## Text block
----------
Why would you use nuclear weapons on a disparate and diffuse group of assholes interspersed with complete innocents? They have no hardened and difficult to destroy military infrastructure you want to destroy and if they concentrate in sufficiently large numbers to warrant an attack in force you have non-nuclear weapons that would be just as efficient and destructive.
Any attack on a population centre would result in devastating losses to people who are themselves victims of ISIS occupation without necessarily degrading ISIS capability. It would be a response based on rage and revenge, not on any justifiable military or ethical grounds. Why do you even need to ask the question?
Rob. The bombs dropped on Hiroshima and Nagasaki were dropped on civilian centers. (The US thought it was necessary to turn the tide of WWII in the East. I’ve seen historians who dispute that, but although that may be true it may not have been clear at the time. The fog of war is a thing.)
Anyway, my point is that the US in the past has considered it a good idea to do the bad things you list. To their credit, once they saw the horrific result, they’ve spent the next decades convincing everyone they wouldn’t consider first use again. And they’re sincere about that so people have been believing them. But trust is very fragile, especially when the other party can kill you. The Dumpsterfire breaks the carefully nurtured trust.
Quixote, I understand what you are saying and take it you don’t personally agree with Trump’s musing on the use of nukes. However David appeared to be opening the door to use of nukes against ISIS. So, let’s consider that in the specific light of their use in Japan.
Japan was a nation at war with the US. While the US had by then gained the upper hand militarily it did not have the technology to deliver a crushing blow using conventional weapons and was unwilling to negotiate anything other than unconditional surrender, which the Japanese still wouldn’t do. Much of what followed is disputed in how it should be interpreted, but we know the facts. The bombs were dropped and the Japanese Government surrendered. The targets chosen were mid sized cities with only modest military and industrial value at best. That was the point. To make it very obvious what would happen if bigger higher value targets were chosen.
Now, bomb a target in Syria and what is acheived? You’ll kill the ISIS adherents who are present. You’ll kill the subjugated population that ethically should be rescued instead. You destroy the infrastructure, industry and surrounding land that belongs to a sovereign state you are NOT at war with. You do nothing to damage the diffuse control and supply network ISIS uses and they pop up elsewhere, perhaps in a different guise but now with even more recruits than ever outraged at the actions of the US. Plus the rest of the world including your closest allies would be staring at you in horror and distrust.
Nothing good would come of that.
It’s egotistical and masturbatory of a trump to even muse about the use of such weapons when the US has the ability to strike anywhere it likes with conventional weapons if it can identify a legitimate target.
“…Then why are we making them? Why do we make them?”
Why indeed. The blind squirrel finds a nut!
----------
## Extracted data
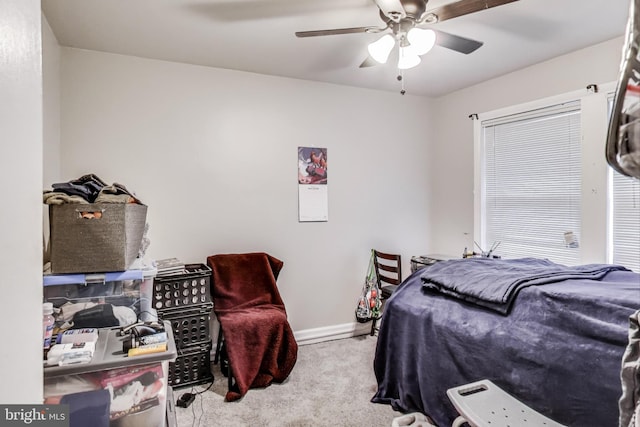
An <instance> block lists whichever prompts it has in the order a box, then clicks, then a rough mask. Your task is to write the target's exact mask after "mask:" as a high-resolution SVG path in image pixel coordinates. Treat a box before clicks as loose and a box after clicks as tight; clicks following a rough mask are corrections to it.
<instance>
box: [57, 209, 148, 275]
mask: <svg viewBox="0 0 640 427" xmlns="http://www.w3.org/2000/svg"><path fill="white" fill-rule="evenodd" d="M83 213H88V215H87V214H85V215H84V216H83ZM146 219H147V207H146V206H145V205H140V204H132V203H93V204H74V203H67V204H62V205H50V206H49V227H50V237H49V243H50V248H51V272H52V273H53V274H60V273H99V272H109V271H124V270H127V269H128V268H129V267H130V266H131V264H132V263H133V262H134V261H135V259H136V257H137V255H138V251H139V250H140V245H141V243H142V236H143V234H144V227H145V223H146Z"/></svg>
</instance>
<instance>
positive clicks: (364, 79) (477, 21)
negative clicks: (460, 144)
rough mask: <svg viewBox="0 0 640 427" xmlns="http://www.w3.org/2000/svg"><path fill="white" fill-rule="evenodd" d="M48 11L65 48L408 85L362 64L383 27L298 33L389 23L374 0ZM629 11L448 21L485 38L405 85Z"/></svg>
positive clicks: (405, 85) (533, 50) (456, 76)
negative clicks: (472, 48) (362, 30)
mask: <svg viewBox="0 0 640 427" xmlns="http://www.w3.org/2000/svg"><path fill="white" fill-rule="evenodd" d="M450 2H451V0H431V1H430V2H429V4H428V5H427V10H429V9H432V8H435V7H438V6H441V5H443V4H447V3H450ZM42 9H43V11H44V14H45V16H46V18H47V20H48V22H49V24H50V25H51V27H52V29H53V31H54V33H55V35H56V37H57V38H58V42H59V43H60V44H61V45H63V46H71V47H76V48H82V49H91V50H97V51H103V52H112V53H119V54H125V55H134V56H140V57H145V58H155V59H162V60H167V61H176V62H184V63H189V64H199V65H206V66H212V67H218V68H227V69H233V70H242V71H249V72H254V73H260V74H268V75H276V76H285V77H292V78H297V79H304V80H314V81H322V82H330V83H336V84H341V85H349V86H357V87H365V88H372V89H380V90H389V91H398V92H399V91H400V83H399V82H398V80H397V79H396V76H397V74H398V71H397V69H396V67H395V66H394V65H393V61H389V63H387V64H386V65H380V66H377V67H371V68H359V65H360V63H361V62H362V61H363V60H364V59H365V58H366V56H367V53H366V45H367V44H368V43H369V42H371V41H373V40H376V39H377V38H379V37H380V35H376V34H364V33H360V34H347V35H331V36H324V37H313V38H297V37H295V35H294V32H295V31H305V30H322V29H330V28H343V27H359V26H381V25H382V21H381V20H380V17H379V15H378V8H377V7H376V5H375V4H374V3H373V1H372V0H42ZM628 11H629V1H628V0H519V1H516V2H515V3H510V4H506V5H503V6H499V7H495V8H492V9H489V10H485V11H482V12H477V13H474V14H470V15H466V16H461V17H458V18H455V19H451V20H448V21H443V22H441V23H438V24H435V25H436V27H435V28H437V29H439V30H442V31H446V32H449V33H453V34H456V35H460V36H463V37H467V38H471V39H476V40H479V41H483V42H484V46H482V47H481V48H480V49H478V50H477V51H476V52H474V53H471V54H470V55H464V54H461V53H458V52H455V51H452V50H448V49H445V48H443V47H439V46H436V47H435V48H434V49H433V50H432V51H431V52H429V53H428V54H427V55H425V56H424V57H423V60H422V64H420V65H419V66H418V67H416V68H414V69H411V70H407V71H405V74H404V76H405V77H404V83H405V88H406V90H407V93H411V94H415V95H426V96H440V95H443V94H446V93H449V92H452V91H455V90H457V89H461V88H464V87H467V86H470V85H473V84H475V83H478V82H481V81H484V80H487V79H490V78H493V77H497V76H499V75H502V74H505V73H508V72H511V71H514V70H517V69H520V68H523V67H526V66H528V65H531V64H534V63H538V62H541V61H545V60H547V59H550V58H553V57H556V56H559V55H563V54H565V53H568V52H571V51H574V50H577V49H581V48H584V47H587V46H590V45H593V44H596V43H599V42H603V41H606V40H610V39H612V38H615V37H618V36H621V35H623V34H624V30H625V26H626V21H627V17H628ZM620 48H621V49H622V46H620Z"/></svg>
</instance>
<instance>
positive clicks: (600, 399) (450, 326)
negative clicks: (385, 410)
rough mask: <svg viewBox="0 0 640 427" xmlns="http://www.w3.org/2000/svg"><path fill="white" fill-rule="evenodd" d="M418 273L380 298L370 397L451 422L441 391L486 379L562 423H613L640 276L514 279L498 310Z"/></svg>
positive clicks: (388, 403)
mask: <svg viewBox="0 0 640 427" xmlns="http://www.w3.org/2000/svg"><path fill="white" fill-rule="evenodd" d="M437 265H438V264H436V265H434V267H435V266H437ZM423 273H425V271H424V270H423V271H418V272H416V273H414V274H413V275H411V276H410V277H409V278H407V279H406V280H405V281H404V282H403V284H402V285H401V286H400V287H399V288H398V290H397V291H396V292H395V293H394V294H393V296H392V297H391V298H390V299H389V300H388V301H387V302H386V306H385V312H384V316H383V320H382V323H381V325H380V332H379V336H378V344H377V348H376V355H375V361H374V370H375V374H376V378H377V381H378V391H377V392H376V394H375V396H374V397H373V399H372V401H373V402H377V403H386V404H391V405H392V406H393V407H394V409H396V410H399V411H402V412H414V411H419V412H423V413H425V414H427V415H429V416H430V417H432V418H433V419H434V421H435V422H436V423H437V424H438V426H441V427H444V426H449V425H451V422H452V421H453V420H454V419H455V417H456V416H457V413H456V411H455V409H454V408H453V406H452V405H451V403H450V402H449V399H448V398H447V396H446V390H447V389H448V388H451V387H454V386H458V385H461V384H466V383H469V382H473V381H477V380H481V379H485V378H486V379H490V380H492V381H493V382H494V383H496V384H497V385H498V386H500V387H501V388H503V389H504V390H505V391H507V392H509V393H511V394H512V395H514V396H515V397H516V398H518V399H520V400H521V401H523V402H524V403H526V404H527V405H529V406H531V407H532V408H534V409H535V410H537V411H539V412H541V413H543V414H545V415H546V416H548V417H550V418H552V419H554V420H556V421H558V422H560V423H563V424H566V425H569V426H578V427H590V426H593V427H608V426H611V427H615V426H617V425H618V399H619V398H620V396H621V390H622V386H621V381H620V369H621V361H622V355H623V353H624V350H625V347H626V345H627V341H628V338H627V336H628V330H629V316H631V315H632V314H633V313H634V312H635V311H636V310H637V309H638V308H640V275H639V274H637V273H633V272H631V271H624V270H616V269H614V271H610V272H606V273H605V274H600V275H597V277H596V278H575V279H566V280H565V279H562V280H560V281H553V282H551V283H546V284H544V285H541V284H536V285H535V286H526V287H521V288H519V289H518V292H517V297H516V298H514V299H513V300H511V301H510V307H511V309H510V311H509V314H508V315H504V314H503V313H499V312H497V311H495V310H491V309H488V308H487V307H483V306H479V305H477V304H474V303H473V302H469V301H463V300H460V299H458V298H455V297H452V296H451V295H445V294H443V293H441V292H439V290H438V289H435V288H431V289H430V288H429V286H425V284H424V283H423V280H422V279H421V275H422V274H423ZM471 277H473V276H472V275H471V276H470V278H471Z"/></svg>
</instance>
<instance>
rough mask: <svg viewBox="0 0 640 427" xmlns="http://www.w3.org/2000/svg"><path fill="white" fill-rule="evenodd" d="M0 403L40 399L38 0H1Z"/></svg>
mask: <svg viewBox="0 0 640 427" xmlns="http://www.w3.org/2000/svg"><path fill="white" fill-rule="evenodd" d="M0 10H1V11H2V13H0V28H2V36H0V58H1V61H2V66H1V68H0V99H1V100H2V102H0V129H2V137H1V138H2V140H1V141H2V142H1V143H0V180H1V181H2V182H3V183H4V187H5V188H4V194H5V198H4V203H3V206H2V208H1V209H0V229H1V231H0V234H1V235H2V244H1V245H0V271H2V280H0V291H1V292H2V298H0V312H2V315H3V318H4V328H3V331H4V334H3V335H4V336H3V339H2V341H3V342H2V345H0V378H2V382H3V384H4V387H1V388H0V402H1V403H3V404H12V403H16V404H17V403H22V404H29V403H32V404H37V403H42V252H41V249H42V248H41V246H42V227H41V224H42V193H41V191H42V188H41V187H42V158H43V156H42V63H41V30H40V1H38V0H0Z"/></svg>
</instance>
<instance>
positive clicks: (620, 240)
mask: <svg viewBox="0 0 640 427" xmlns="http://www.w3.org/2000/svg"><path fill="white" fill-rule="evenodd" d="M608 106H609V117H611V110H612V108H613V94H611V95H610V96H609V98H608ZM609 196H610V197H609V200H608V205H609V206H608V208H609V209H608V210H609V223H608V230H607V236H608V240H609V241H608V250H607V254H608V256H607V262H609V263H612V264H620V265H624V266H625V267H627V268H630V269H632V270H634V271H637V272H640V180H638V179H635V178H630V177H628V176H624V175H621V174H619V173H617V172H616V171H614V170H613V169H612V168H609Z"/></svg>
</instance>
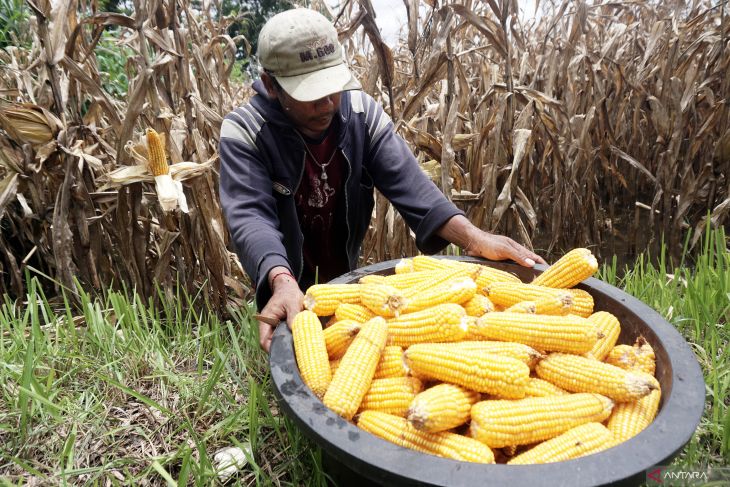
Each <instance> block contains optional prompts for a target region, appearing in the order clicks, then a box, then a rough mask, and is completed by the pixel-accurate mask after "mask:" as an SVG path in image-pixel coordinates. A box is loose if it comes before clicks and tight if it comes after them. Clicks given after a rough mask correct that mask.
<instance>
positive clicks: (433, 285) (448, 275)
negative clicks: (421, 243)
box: [403, 259, 479, 299]
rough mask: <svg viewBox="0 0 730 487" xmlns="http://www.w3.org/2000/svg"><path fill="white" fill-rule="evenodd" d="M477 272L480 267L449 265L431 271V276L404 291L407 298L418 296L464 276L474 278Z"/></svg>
mask: <svg viewBox="0 0 730 487" xmlns="http://www.w3.org/2000/svg"><path fill="white" fill-rule="evenodd" d="M434 260H435V259H434ZM477 272H479V269H477V268H475V267H468V266H456V267H447V268H446V269H443V270H435V271H431V272H430V277H428V278H426V279H423V280H421V281H420V282H419V283H418V284H416V285H415V286H411V287H408V288H405V289H404V290H403V293H404V295H405V296H406V298H409V299H413V298H417V297H419V295H420V294H423V293H424V292H429V291H431V290H433V289H434V288H436V287H439V286H440V285H442V284H445V283H450V282H453V281H455V280H457V279H460V278H463V277H468V278H470V279H472V280H473V277H474V276H476V274H477Z"/></svg>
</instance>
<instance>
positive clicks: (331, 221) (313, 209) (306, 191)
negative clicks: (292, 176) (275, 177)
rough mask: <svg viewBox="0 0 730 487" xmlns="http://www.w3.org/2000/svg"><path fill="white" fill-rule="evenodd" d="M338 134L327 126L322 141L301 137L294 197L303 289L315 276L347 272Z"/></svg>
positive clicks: (322, 278)
mask: <svg viewBox="0 0 730 487" xmlns="http://www.w3.org/2000/svg"><path fill="white" fill-rule="evenodd" d="M337 133H338V131H337V130H332V127H330V130H328V131H327V132H326V134H325V136H324V138H322V139H321V140H318V141H313V140H309V139H308V138H307V137H305V138H304V140H305V143H306V146H307V151H306V157H305V160H304V174H303V175H302V181H301V183H300V184H299V188H298V189H297V192H296V194H295V201H296V206H297V216H298V217H299V225H300V227H301V229H302V234H303V235H304V273H303V276H302V281H301V284H302V287H303V288H304V289H306V288H307V287H308V286H309V285H311V284H314V282H315V276H316V277H317V282H318V283H323V282H327V281H329V280H330V279H333V278H335V277H337V276H339V275H341V274H344V273H345V272H347V271H348V270H349V264H348V261H347V254H346V253H345V248H346V243H347V242H346V238H347V229H346V227H345V205H344V203H343V201H344V187H345V177H346V169H345V159H344V156H343V155H342V151H340V150H339V149H338V148H337ZM315 273H316V274H315Z"/></svg>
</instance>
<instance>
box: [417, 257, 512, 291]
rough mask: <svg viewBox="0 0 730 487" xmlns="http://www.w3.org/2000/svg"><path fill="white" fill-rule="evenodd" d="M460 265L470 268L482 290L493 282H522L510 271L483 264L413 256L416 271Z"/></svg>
mask: <svg viewBox="0 0 730 487" xmlns="http://www.w3.org/2000/svg"><path fill="white" fill-rule="evenodd" d="M458 267H462V268H468V269H469V272H470V273H471V276H472V278H473V279H474V281H475V282H476V284H477V288H478V289H479V290H480V292H481V290H482V289H484V288H485V287H487V286H489V285H490V284H492V283H493V282H520V279H519V278H518V277H517V276H514V275H512V274H510V273H509V272H505V271H500V270H499V269H495V268H493V267H487V266H484V265H481V264H474V263H472V262H462V261H458V260H452V259H436V258H434V257H429V256H427V255H418V256H416V257H414V258H413V269H414V270H416V271H421V270H439V269H442V270H443V269H454V268H458Z"/></svg>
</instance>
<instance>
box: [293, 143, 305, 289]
mask: <svg viewBox="0 0 730 487" xmlns="http://www.w3.org/2000/svg"><path fill="white" fill-rule="evenodd" d="M294 133H296V134H297V137H299V140H301V141H302V144H306V142H304V139H303V138H302V136H301V135H300V134H299V132H297V131H296V130H295V131H294ZM306 164H307V151H306V150H305V151H304V153H303V154H302V169H301V170H300V171H299V179H297V184H296V186H294V192H293V193H292V196H293V197H294V213H296V205H297V202H296V194H297V191H299V185H300V184H302V177H304V167H305V166H306ZM298 220H299V218H298V217H297V223H299V221H298ZM299 240H301V242H302V245H300V246H299V270H298V271H297V281H299V280H300V279H301V278H302V274H304V234H303V233H302V227H301V226H299Z"/></svg>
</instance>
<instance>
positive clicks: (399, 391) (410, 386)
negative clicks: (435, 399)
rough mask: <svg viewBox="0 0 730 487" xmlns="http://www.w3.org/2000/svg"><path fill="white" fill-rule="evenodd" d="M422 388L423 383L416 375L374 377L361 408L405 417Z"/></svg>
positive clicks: (363, 401) (420, 391)
mask: <svg viewBox="0 0 730 487" xmlns="http://www.w3.org/2000/svg"><path fill="white" fill-rule="evenodd" d="M422 390H423V384H421V381H420V380H418V379H416V378H415V377H387V378H385V379H373V382H372V383H371V384H370V389H368V392H367V394H365V397H364V398H363V399H362V402H361V403H360V410H361V411H365V410H371V411H382V412H384V413H388V414H394V415H396V416H401V417H405V416H406V414H408V406H410V404H411V401H413V399H414V398H415V397H416V394H418V393H419V392H421V391H422Z"/></svg>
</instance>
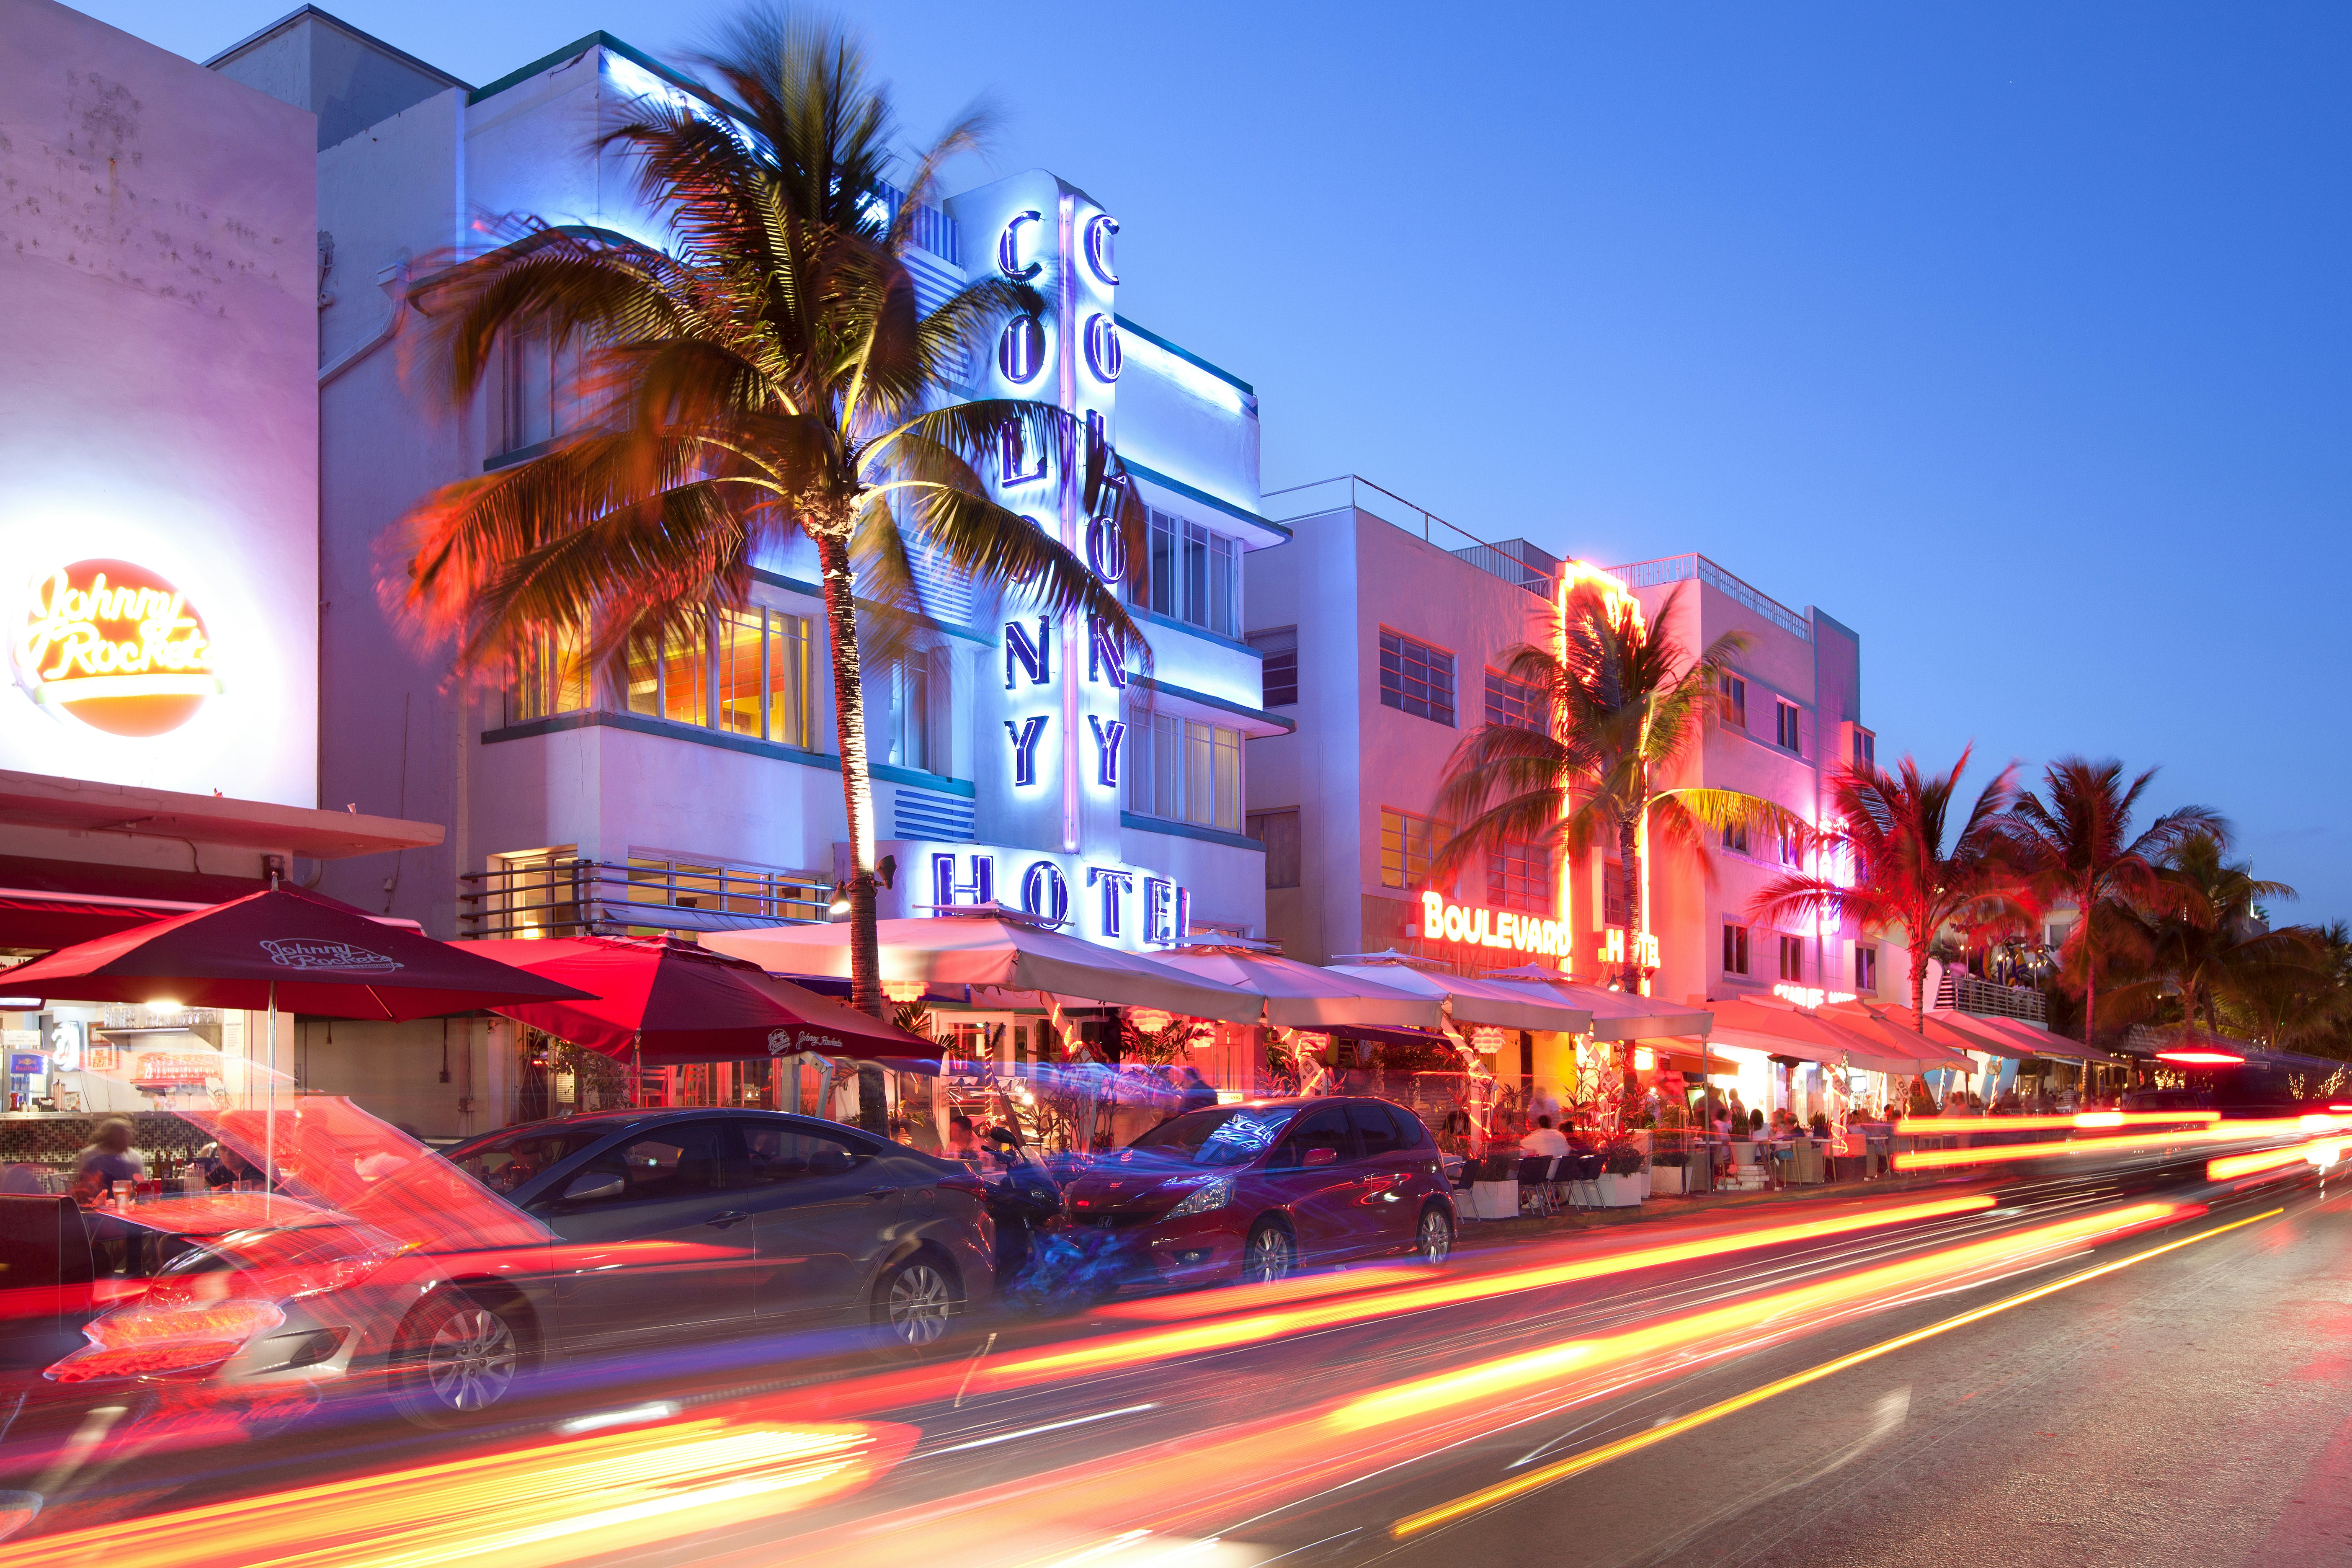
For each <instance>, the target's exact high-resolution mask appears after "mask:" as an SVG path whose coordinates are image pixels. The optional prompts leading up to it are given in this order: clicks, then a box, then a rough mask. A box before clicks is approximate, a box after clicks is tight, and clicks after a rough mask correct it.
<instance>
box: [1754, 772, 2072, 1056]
----------
## Questions
1. Please copy the discussion of nuclear weapons word for word, starting with "Rob. The bombs" and going on through "is a thing.)".
2. In the discussion of nuclear weapons, what kind of cities were chosen as targets in Japan?

## Expected outputs
1.
Rob. The bombs dropped on Hiroshima and Nagasaki were dropped on civilian centers. (The US thought it was necessary to turn the tide of WWII in the East. I’ve seen historians who dispute that, but although that may be true it may not have been clear at the time. The fog of war is a thing.)

2. Mid-sized cities with only modest military and industrial value at best.